Texte fourni:
***
Jacques Lautmann est le troisième du trio porteur en 1967 derrière Guy Palmade Inspecteur général et Marcel Roncayolo, récemment décédé. Il a ensuite été impliqué de près dans la création du CAPES 1969, de l’agrégation 1976, du concours Lettres-sciences sociales rue d’Um,1981 et de la création d’une voie ouverte aux bacheliers ES à HEC.

La filière ES du lycée dévoyée par les économistes

Le Conseil supérieur des programmes vient, semble-t-il, d’approuver des programmes pour la filière ES qui suppriment l’interdisciplinarité des sciences sociales et accroissent très sensiblement la microéconomie hors contexte,  au détriment relatif de la part accordée à la macroéconomie et à ses relations avec les choix politiques.
C’est le reniement du projet interdisciplinaire pédagogique approuvé et porté par Alain Peyrefitte ministre de l’Éducation nationale en 1967. Après deux ans d’expérimentation qui avaient précédé son arrivée rue de Grenelle, il décide de créer, entre la voie littéraire qui privilégie la transmission culturelle et la voie scientifique où les mathématiques sont le socle pour toutes les options, une troisième voie orientée vers la compréhension des sociétés humaines d’hier et d’aujourd’hui.

Dernier vivant du trio porteur à l’origine, il me faut rappeler l’esprit des premiers programmes destinés des lycéens, non des étudiants post baccalauréat.  Les chapitres d’économie devaient ouvrir à la compréhension des relations avec les décisions politiques ( monnaie, budget, fiscalité)  et leurs incidences sociales majeures, l’élargissement des domaines d’intervention de l’Etat ou des collectivités ; montrer notamment que des techniques appuyées sur la comptabilité nationale permettent aux gouvernements d’infléchir le cours des choses. Contrairement aux ragots colportés depuis 50 ans, l’entreprise n’était pas absente, abordée aussi comme un collectif de femmes et d’hommes pour qui contribution et rétribution ne se mesurent pas uniquement dans une comptabilité des moyens humains. Le versant sociologique et sociopolitique proposait quelques éléments sur trois niveaux, la famille, creuset de socialisation et relais de la discipline du vivre en société, les organisations dans une société complexe, et enfin le pouvoir d’Etat, démocratie, égalité des citoyens devant la loi et le suffrage, hiérarchie sociale pluricritères versus totalitarisme. Dans son allocution d’ouverture, lors de la première session d’instructions développées, destinée aux professeurs, historiens ou géographes pour la plupart, volontaires pour assurer ce nouvel enseignement, Alain Peyrefitte reprenait l’expression « Humanités modernes » expliquant que la connaissance historique d’Athènes du V° siècle av J.C.et de la Rome de Cicéron plus  l’adhésion à la laïcité de la République, c’est à dire le bagage ordinaire de la grande majorité des députés d’avant hier, ne pouvait plus suffire.
***
Données fournies:
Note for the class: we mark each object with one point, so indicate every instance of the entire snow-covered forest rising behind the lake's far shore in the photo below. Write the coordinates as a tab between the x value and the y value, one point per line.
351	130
***
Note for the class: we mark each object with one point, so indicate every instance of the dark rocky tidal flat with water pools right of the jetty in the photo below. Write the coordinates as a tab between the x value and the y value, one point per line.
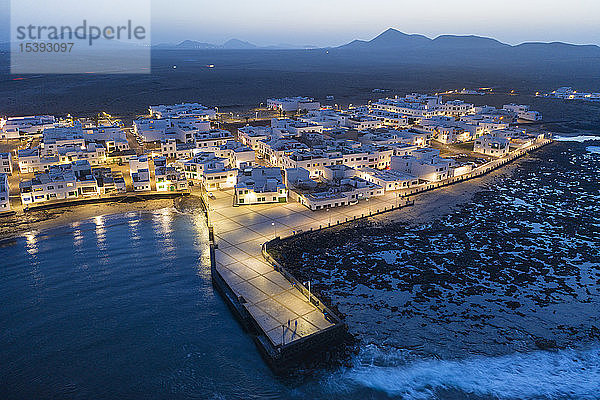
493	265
***
Consigne de travail A:
Recopiez le passage du texte fourni allant de « C’est le reniement » jusqu'à « d’hier et d’aujourd’hui. » inclus, en substituant « nouvelle voie » à « troisième voie ».
Consigne de travail B:
D'après le texte fourni, les affirmations suivantes sont-elles exactes ? Répondez par oui ou par non en citant les mots du texte qui tranchent. (i) Alain Peyrefitte était ministre de l'Éducation nationale en 1967. (ii) Les premiers programmes s'adressaient aux étudiants post-baccalauréat. (iii) L'entreprise était absente des premiers programmes.
Consigne de travail C:
Rédigez la suite du texte sur la filière ES du lycée, en reprenant après sa dernière phrase.

Réponse proposée A:
C’est le reniement du projet interdisciplinaire pédagogique approuvé et porté par Alain Peyrefitte ministre de l’Éducation nationale en 1967. Après deux ans d’expérimentation qui avaient précédé son arrivée rue de Grenelle, il décide de créer, entre la voie littéraire qui privilégie la transmission culturelle et la voie scientifique où les mathématiques sont le socle pour toutes les options, une nouvelle voie orientée vers la compréhension des sociétés humaines d’hier et d’aujourd’hui.

Réponse proposée B:
(i) Oui : « Alain Peyrefitte ministre de l’Éducation nationale en 1967 ».
(ii) Non : « destinés des lycéens, non des étudiants post baccalauréat ».
(iii) Non : « l’entreprise n’était pas absente ».

Réponse proposée C:
Des économistes influents de l’enseignement supérieur ont immédiatement déclaré que les bacheliers de cette filière, trop peu formés en calcul différentiel ne pourraient jamais suivre un cursus de sciences économiques. Ce n’était pas le projet mais peu importe ; Ils furent entendus dans des cercles politiques plus soucieux de mettre directement en cause la partialité de gauche, observée ou supposée, des professeurs. Pourtant, à Sciences-po Paris l’accueil fut différent : dès  la création du CAPES spécifique en 1969, une préparation fut organisée qui s’imposa vite comme la meilleure.
    La cabale hostile se développa assez pour que le ministre Olivier Guichard crée une Commission d’évaluation de ces programmes, présidée par Jean Fourastié et où siégeait notamment J.B. Duroselle, l’historien des relations internationales de la Sorbonne. Tous deux étaient fortement favorables à l’interdisciplinarité pédagogique et furent suivis.

Quelques années plus tard, en 1978, l’enseignement SES est à nouveau vivement attaqué, juste après les élections législatives, et le ministre Christian Beullac demande, à son tour, un examen, confié à une Commission présidée par René Rémond et où siège une dame, professeur de lycée qui représente leur Association disciplinaire. Le rituel est à peu près le même avec un rapport nuancé indiquant quelques risques de dérives à éviter. Pour la remise du rapport le ministre invite à déjeuner la Commission et engage un vrai échange où chacun est invité à prendre part ; il conclut qu’aucun changement d’importance ne s’impose.
Le succès auprès des élèves se confirme. En 1994, HEC, vite suivi largement par l’ESSEC et autres Ecoles, ouvre pour son concours d’entrée une voie ouverte aux bacheliers ES passés par une classe de préparation littéraire. On pouvait croire que cette consécration mettrait fin aux doutes et au procès pour insuffisance de microéconomie formalisée selon le canon. Il n’en fut rien.
    En 2008, Roger Guesnerie,  professeur au Collège de France, me fait nommer pour apporter  la mémoire à la Commission qu’il préside, créée par le ministre  Xavier Darcos, avec à peu près toujours les mêmes préoccupations . Parmi les membres, on trouve Charpin, directeur général de l’INSEE, Michel Pébereau, président de la BNP. Cette fois le débat est plus rude, car la section Economie de l’Académie des Sciences morales a fait connaître son dédain pour la pluridisciplinarité des sociologues et sa préférence pour un enseignement des bases formalisées de la microéconomie. D’autre part, quelques passages racoleurs, tableaux biaisés dans deux ou trois manuels, un rapprochement inacceptable de la photo d’une prison et de celle d’un lycée étaient mis en avant avec complaisance pour nourrir le dénigrement.  La Commission a la bonne idée de décider que chacun des membres aille voir dans deux ou trois classes différents les choses sur le terrain. Globalement le jugement porté au retour était, avec quelque surprise, favorable. Le rapport très fouillé présente des pistes pour l’amélioration des programmes en économie.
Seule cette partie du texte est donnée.